((

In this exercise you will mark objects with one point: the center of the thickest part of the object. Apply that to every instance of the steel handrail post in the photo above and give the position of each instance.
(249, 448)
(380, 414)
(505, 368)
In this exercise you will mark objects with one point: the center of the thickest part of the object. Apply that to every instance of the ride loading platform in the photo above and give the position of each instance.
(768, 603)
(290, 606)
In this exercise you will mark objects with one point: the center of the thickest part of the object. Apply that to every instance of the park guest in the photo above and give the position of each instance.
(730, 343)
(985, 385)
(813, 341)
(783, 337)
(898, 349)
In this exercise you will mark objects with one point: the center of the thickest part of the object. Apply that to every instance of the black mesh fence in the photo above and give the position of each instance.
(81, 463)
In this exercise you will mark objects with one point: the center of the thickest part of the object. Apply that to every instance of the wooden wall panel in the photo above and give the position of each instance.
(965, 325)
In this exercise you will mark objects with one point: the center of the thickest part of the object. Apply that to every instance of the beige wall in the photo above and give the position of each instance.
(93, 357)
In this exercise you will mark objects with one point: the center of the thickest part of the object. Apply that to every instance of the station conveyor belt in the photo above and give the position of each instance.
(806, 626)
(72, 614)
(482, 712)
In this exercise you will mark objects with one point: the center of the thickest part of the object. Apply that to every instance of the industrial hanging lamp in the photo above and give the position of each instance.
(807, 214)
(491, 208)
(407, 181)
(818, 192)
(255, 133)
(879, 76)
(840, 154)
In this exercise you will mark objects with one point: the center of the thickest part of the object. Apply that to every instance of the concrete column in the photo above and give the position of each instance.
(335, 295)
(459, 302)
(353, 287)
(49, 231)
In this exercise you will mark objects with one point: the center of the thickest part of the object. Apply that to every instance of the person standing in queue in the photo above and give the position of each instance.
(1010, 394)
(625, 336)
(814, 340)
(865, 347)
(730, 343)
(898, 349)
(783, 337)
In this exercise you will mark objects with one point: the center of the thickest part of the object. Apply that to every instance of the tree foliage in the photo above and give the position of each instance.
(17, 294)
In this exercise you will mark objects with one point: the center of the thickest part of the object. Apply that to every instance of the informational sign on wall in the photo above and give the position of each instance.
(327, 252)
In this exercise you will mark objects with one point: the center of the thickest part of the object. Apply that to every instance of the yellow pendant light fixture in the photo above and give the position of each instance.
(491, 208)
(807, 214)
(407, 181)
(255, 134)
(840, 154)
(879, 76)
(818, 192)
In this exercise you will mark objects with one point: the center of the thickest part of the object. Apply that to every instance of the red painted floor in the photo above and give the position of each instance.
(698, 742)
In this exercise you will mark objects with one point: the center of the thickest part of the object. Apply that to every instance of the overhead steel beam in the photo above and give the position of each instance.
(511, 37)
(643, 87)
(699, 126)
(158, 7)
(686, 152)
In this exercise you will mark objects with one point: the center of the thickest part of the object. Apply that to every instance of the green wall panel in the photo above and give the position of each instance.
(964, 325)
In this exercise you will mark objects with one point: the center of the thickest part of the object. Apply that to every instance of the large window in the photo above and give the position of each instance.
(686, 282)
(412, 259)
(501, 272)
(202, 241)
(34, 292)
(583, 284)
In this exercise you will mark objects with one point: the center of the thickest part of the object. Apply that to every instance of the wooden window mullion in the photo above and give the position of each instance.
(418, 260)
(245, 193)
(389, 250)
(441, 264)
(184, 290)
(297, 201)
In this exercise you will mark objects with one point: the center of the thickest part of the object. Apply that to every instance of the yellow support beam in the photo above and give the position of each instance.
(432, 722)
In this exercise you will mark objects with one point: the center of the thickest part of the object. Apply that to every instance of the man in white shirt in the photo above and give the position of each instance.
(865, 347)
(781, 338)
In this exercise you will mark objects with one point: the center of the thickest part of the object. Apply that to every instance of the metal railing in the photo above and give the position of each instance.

))
((

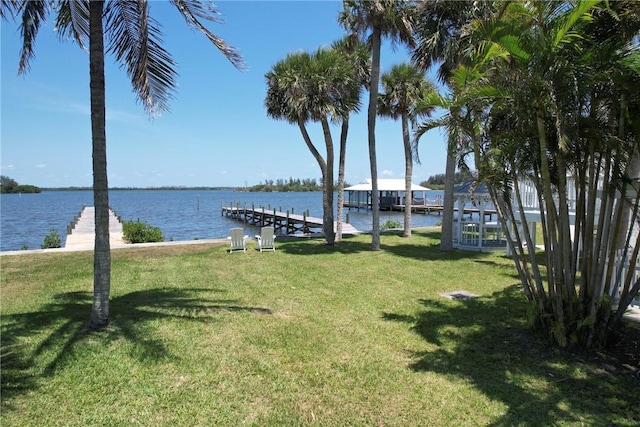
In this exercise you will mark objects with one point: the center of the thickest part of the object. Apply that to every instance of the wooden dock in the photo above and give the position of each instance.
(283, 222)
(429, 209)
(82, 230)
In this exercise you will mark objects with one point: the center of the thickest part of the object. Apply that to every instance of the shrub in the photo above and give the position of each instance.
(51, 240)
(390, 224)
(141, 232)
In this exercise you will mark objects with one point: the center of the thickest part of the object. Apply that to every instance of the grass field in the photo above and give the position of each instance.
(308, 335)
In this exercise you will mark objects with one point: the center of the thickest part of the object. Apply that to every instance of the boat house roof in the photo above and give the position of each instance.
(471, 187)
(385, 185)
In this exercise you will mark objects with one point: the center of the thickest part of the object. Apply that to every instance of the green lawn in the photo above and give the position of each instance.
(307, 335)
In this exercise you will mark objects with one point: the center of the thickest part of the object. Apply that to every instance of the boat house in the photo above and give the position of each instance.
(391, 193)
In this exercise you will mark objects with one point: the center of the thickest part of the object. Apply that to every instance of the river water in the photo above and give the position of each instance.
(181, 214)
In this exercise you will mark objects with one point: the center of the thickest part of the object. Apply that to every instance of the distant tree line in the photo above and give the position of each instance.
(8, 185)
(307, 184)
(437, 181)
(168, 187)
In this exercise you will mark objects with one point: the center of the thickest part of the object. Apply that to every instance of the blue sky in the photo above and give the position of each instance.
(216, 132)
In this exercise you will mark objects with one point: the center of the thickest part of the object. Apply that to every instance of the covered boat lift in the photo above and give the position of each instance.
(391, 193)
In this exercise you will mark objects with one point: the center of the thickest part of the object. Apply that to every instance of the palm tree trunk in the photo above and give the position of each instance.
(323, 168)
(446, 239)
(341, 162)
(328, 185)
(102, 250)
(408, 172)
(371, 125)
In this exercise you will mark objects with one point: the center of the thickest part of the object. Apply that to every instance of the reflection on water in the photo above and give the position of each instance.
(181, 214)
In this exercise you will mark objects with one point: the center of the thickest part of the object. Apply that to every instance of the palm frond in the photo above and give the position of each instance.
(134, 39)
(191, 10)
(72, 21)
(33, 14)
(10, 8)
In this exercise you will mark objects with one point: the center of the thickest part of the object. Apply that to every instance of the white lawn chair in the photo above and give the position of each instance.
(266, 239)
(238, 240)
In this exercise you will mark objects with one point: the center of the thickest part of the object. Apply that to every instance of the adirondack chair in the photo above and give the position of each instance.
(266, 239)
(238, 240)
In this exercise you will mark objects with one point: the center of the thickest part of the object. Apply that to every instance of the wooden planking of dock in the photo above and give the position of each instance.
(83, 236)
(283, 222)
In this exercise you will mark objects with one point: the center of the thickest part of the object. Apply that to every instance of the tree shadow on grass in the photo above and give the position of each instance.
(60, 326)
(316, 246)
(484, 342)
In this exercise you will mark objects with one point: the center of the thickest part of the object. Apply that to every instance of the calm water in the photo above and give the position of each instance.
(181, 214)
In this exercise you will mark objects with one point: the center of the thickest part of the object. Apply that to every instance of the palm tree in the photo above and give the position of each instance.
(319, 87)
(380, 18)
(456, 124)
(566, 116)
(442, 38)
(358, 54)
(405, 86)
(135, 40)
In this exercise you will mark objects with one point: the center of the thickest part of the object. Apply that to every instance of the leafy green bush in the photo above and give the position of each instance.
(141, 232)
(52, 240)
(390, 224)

))

§ **Set exercise**
Return each line above that contains the string "covered". Case counts, so a line with the string in different capitalization does not match.

§ **Full response**
In this exercise you will mark objects with one point: the center of the thickest part of the object. Apply that to every instance of the covered boat lift in the photo above and give the position of each instance.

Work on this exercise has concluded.